-- Exercise directions --
In the material below, replace "Expected output" with "Target box" everywhere it appears and keep everything else unchanged. Leave the pictures out of your answer.

-- Available records --
* START *

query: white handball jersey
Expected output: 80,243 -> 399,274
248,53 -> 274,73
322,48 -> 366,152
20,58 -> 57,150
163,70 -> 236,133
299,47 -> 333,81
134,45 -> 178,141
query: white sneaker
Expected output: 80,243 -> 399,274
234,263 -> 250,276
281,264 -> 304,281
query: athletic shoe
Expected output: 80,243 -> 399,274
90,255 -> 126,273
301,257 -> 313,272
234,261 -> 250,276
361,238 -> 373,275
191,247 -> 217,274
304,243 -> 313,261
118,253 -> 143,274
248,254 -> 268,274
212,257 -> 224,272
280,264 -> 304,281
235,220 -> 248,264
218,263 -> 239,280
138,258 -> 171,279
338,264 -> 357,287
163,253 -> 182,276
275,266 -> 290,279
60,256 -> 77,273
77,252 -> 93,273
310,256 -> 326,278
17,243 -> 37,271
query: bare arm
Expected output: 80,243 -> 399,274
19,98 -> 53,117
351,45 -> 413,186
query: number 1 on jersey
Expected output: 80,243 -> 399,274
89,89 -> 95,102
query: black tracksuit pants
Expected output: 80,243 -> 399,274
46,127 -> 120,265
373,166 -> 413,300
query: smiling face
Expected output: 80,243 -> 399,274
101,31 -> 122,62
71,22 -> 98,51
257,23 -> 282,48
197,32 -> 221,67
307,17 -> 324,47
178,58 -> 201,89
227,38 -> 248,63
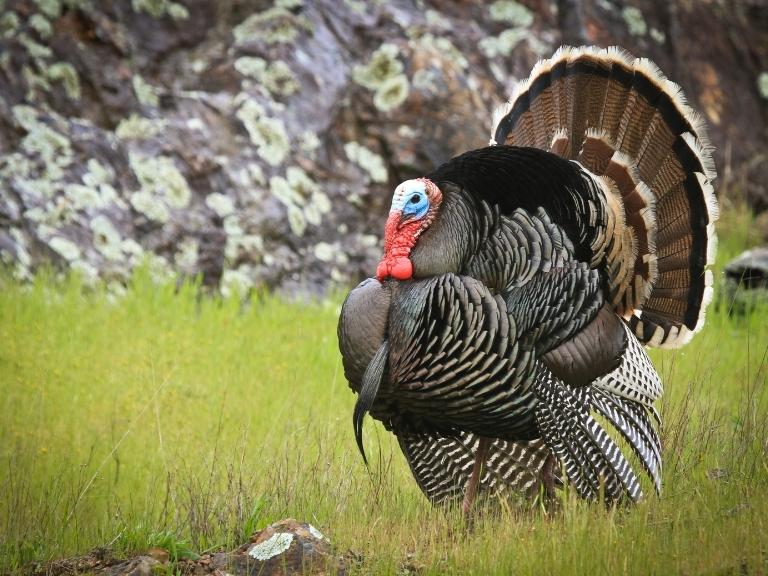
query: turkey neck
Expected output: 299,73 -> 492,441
410,183 -> 481,278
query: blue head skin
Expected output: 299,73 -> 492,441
376,178 -> 443,280
396,180 -> 429,220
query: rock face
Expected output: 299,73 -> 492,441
0,0 -> 768,293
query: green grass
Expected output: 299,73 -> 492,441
0,205 -> 768,574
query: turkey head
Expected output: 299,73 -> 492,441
376,178 -> 443,280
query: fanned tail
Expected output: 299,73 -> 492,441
491,47 -> 718,347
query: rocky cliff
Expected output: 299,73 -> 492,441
0,0 -> 768,293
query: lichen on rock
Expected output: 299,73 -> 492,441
129,153 -> 192,208
232,5 -> 312,46
621,6 -> 648,36
236,98 -> 289,166
234,56 -> 299,96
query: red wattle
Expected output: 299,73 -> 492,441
376,211 -> 421,280
389,256 -> 413,280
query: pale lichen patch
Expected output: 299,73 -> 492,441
131,0 -> 189,20
313,242 -> 336,262
235,56 -> 299,96
621,6 -> 648,36
0,12 -> 20,38
221,265 -> 255,296
352,43 -> 403,90
174,238 -> 200,274
479,28 -> 528,58
489,0 -> 533,28
757,72 -> 768,100
269,166 -> 331,236
35,0 -> 61,18
91,214 -> 123,261
48,236 -> 80,261
648,28 -> 667,44
115,113 -> 163,140
29,14 -> 53,40
130,190 -> 170,224
129,153 -> 192,210
47,62 -> 80,100
12,104 -> 73,181
232,6 -> 312,46
132,74 -> 160,108
205,192 -> 235,218
236,99 -> 289,166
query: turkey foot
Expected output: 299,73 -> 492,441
539,453 -> 557,500
461,436 -> 491,517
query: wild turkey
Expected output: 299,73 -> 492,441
338,48 -> 717,510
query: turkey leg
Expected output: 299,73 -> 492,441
461,436 -> 491,516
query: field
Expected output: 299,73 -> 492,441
0,205 -> 768,574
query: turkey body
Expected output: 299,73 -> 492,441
339,49 -> 716,502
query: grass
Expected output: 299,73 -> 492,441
0,205 -> 768,574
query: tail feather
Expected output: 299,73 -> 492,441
537,373 -> 642,502
492,47 -> 718,347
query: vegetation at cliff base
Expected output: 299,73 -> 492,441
0,205 -> 768,574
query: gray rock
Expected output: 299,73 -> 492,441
0,0 -> 768,294
725,246 -> 768,311
210,519 -> 345,576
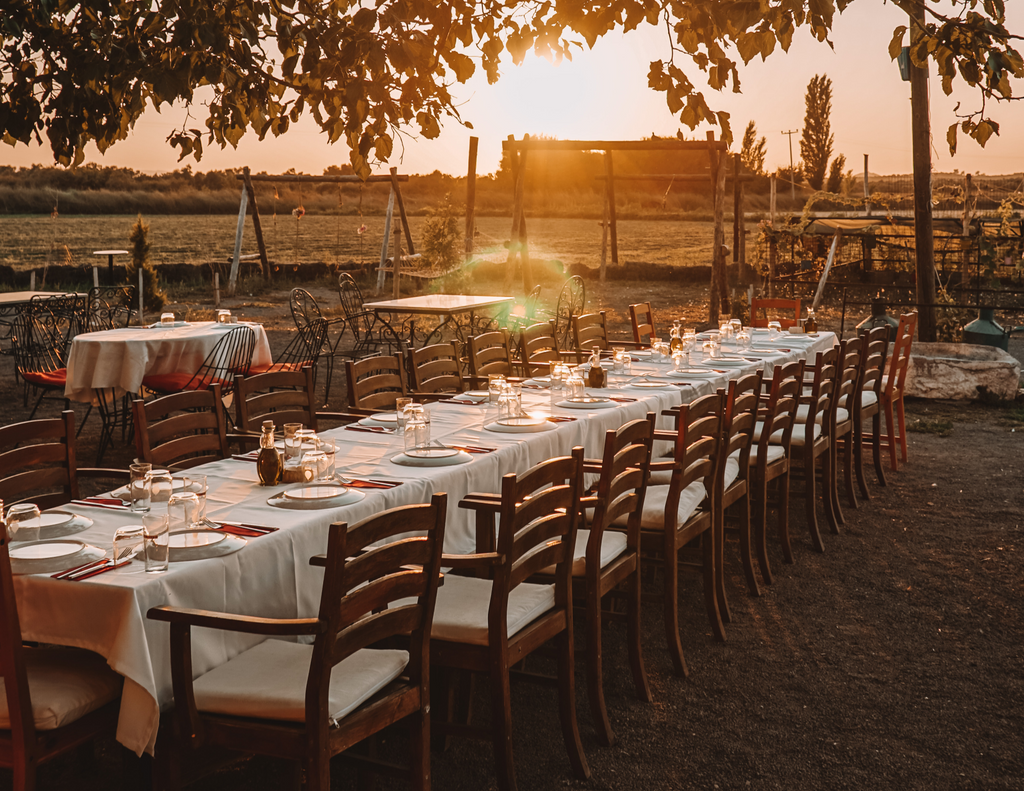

* END *

-- Solution to this task --
query: white handball jersey
Target box: 80,243 -> 399,274
248,53 -> 274,73
322,48 -> 366,152
20,58 -> 57,150
163,70 -> 236,133
299,47 -> 333,81
134,45 -> 178,141
query: white sneaker
Target box: 80,243 -> 399,274
234,263 -> 250,276
281,264 -> 304,281
query: athletic shoe
Target box: 80,243 -> 399,274
90,255 -> 126,273
301,257 -> 313,272
234,261 -> 250,276
361,238 -> 373,275
191,247 -> 217,274
304,243 -> 313,261
118,253 -> 143,274
248,254 -> 268,274
212,257 -> 224,272
280,264 -> 304,281
235,220 -> 248,264
218,263 -> 239,280
138,258 -> 171,279
338,264 -> 357,287
163,253 -> 182,276
275,266 -> 290,279
60,256 -> 77,273
77,252 -> 93,273
310,256 -> 326,278
17,243 -> 37,271
query: bare arm
Target box: 80,243 -> 399,274
19,98 -> 53,117
351,45 -> 413,186
query: number 1 on jersey
Target box: 80,243 -> 399,274
89,89 -> 95,102
query: black tracksuit pants
Target box: 80,243 -> 399,274
46,127 -> 120,265
373,166 -> 413,300
query: smiling face
Target box: 80,243 -> 399,274
101,31 -> 122,62
71,22 -> 98,51
257,23 -> 282,48
197,32 -> 221,67
307,17 -> 324,47
178,58 -> 201,89
227,38 -> 248,63
query: turkey neck
Target box: 299,73 -> 492,441
410,183 -> 481,278
query: blue head skin
Target box: 299,73 -> 492,441
376,178 -> 443,280
396,180 -> 429,220
query: rock face
Target box: 299,73 -> 492,441
0,0 -> 768,293
query: green grass
Target box: 299,73 -> 492,441
0,205 -> 768,574
query: turkey head
Target box: 299,73 -> 492,441
376,178 -> 443,280
query: fanned tail
Target box: 299,73 -> 492,441
491,47 -> 718,347
query: rocky cliff
Target box: 299,73 -> 492,441
0,0 -> 768,293
query: lichen on rock
Target box: 299,73 -> 492,441
129,153 -> 192,208
232,5 -> 312,46
621,6 -> 648,36
236,98 -> 289,166
234,56 -> 299,96
query: red wattle
Target box: 299,73 -> 492,441
376,211 -> 421,280
389,256 -> 413,280
query: pale lichen patch
Target box: 299,73 -> 492,441
131,0 -> 189,20
313,242 -> 336,262
235,56 -> 299,96
621,6 -> 648,36
0,12 -> 20,38
221,265 -> 255,296
352,43 -> 403,90
174,238 -> 200,274
479,28 -> 528,58
489,0 -> 533,28
757,72 -> 768,100
269,166 -> 331,236
35,0 -> 61,18
91,214 -> 123,261
48,236 -> 80,261
648,28 -> 667,44
115,113 -> 163,140
29,14 -> 53,40
130,190 -> 170,224
129,153 -> 192,210
47,62 -> 80,100
12,104 -> 73,181
232,6 -> 312,46
132,74 -> 160,108
205,192 -> 235,218
236,99 -> 289,166
query: turkey foot
Target box: 299,73 -> 492,441
539,453 -> 557,500
461,436 -> 491,517
query: wild turkey
Target box: 299,73 -> 492,441
338,48 -> 717,510
query: turkey leg
Target box: 299,73 -> 492,441
461,436 -> 491,516
query: field
Target box: 299,73 -> 492,441
0,205 -> 768,574
query: turkey body
Target box: 299,73 -> 492,441
339,49 -> 716,502
query: grass
Target box: 299,73 -> 492,441
0,205 -> 768,574
query: tail feather
Target box: 299,73 -> 492,441
537,373 -> 642,502
492,47 -> 718,347
query: vegetation at cliff base
Target box: 299,73 -> 492,441
0,205 -> 768,574
query: gray rock
Target box: 299,73 -> 492,441
0,0 -> 768,294
725,246 -> 768,311
210,519 -> 345,576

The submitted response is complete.